[Direction]:
Reproduce every one of the rows below, character for character.
:: Listing ::
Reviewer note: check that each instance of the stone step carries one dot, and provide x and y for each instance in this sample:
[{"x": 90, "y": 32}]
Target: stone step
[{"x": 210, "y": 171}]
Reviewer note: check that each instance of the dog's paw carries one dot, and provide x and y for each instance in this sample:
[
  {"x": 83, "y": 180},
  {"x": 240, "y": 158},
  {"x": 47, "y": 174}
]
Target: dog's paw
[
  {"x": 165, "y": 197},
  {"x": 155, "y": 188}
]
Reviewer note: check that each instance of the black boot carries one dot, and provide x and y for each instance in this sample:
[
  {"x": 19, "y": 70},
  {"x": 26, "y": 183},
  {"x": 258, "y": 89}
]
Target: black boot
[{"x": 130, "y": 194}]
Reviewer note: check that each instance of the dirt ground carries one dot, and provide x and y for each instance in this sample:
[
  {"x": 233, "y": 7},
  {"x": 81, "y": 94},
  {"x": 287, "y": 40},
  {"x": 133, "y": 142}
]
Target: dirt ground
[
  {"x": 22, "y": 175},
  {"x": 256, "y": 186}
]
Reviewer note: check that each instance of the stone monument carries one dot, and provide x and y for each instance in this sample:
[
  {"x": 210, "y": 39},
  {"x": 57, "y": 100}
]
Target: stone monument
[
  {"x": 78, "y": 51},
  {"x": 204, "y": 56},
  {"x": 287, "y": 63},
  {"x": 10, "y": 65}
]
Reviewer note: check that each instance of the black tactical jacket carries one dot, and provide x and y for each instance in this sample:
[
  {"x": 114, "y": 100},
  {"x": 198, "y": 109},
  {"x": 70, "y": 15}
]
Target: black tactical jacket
:::
[Result]:
Reviewer note: check that each instance of the stone step carries one dot, and provide x and y for each instance in this sample:
[{"x": 90, "y": 32}]
Target: stone step
[{"x": 210, "y": 171}]
Reviewer note: check that each instance of the dog's paw carries one dot, and provide x and y for each instance in this sample:
[
  {"x": 83, "y": 180},
  {"x": 240, "y": 158},
  {"x": 47, "y": 174}
]
Target: dog's paw
[
  {"x": 165, "y": 197},
  {"x": 155, "y": 188}
]
Reviewer note: check that each instance of the black boot carries one dot, and provide x and y for each instance in this sample:
[
  {"x": 19, "y": 70},
  {"x": 26, "y": 183},
  {"x": 258, "y": 89}
]
Target: black boot
[{"x": 130, "y": 194}]
Reviewer note: check that each instance of the dirt ground carries one dot, and provide x and y for each instance in this sample:
[
  {"x": 233, "y": 7},
  {"x": 81, "y": 94},
  {"x": 287, "y": 40},
  {"x": 133, "y": 142}
]
Target: dirt ground
[
  {"x": 22, "y": 175},
  {"x": 256, "y": 186}
]
Reviewer note: check that each instance of the stone monument carries one dot, and provide x and y for each instance in this sample:
[
  {"x": 210, "y": 39},
  {"x": 57, "y": 100}
]
Target: stone monument
[
  {"x": 78, "y": 51},
  {"x": 204, "y": 56},
  {"x": 287, "y": 63},
  {"x": 10, "y": 65}
]
Reviewer note: check that each instance of the black tactical jacket carries one dot, and provide x and y for each instance in this sample:
[
  {"x": 114, "y": 100},
  {"x": 198, "y": 109},
  {"x": 70, "y": 15}
]
Target: black tactical jacket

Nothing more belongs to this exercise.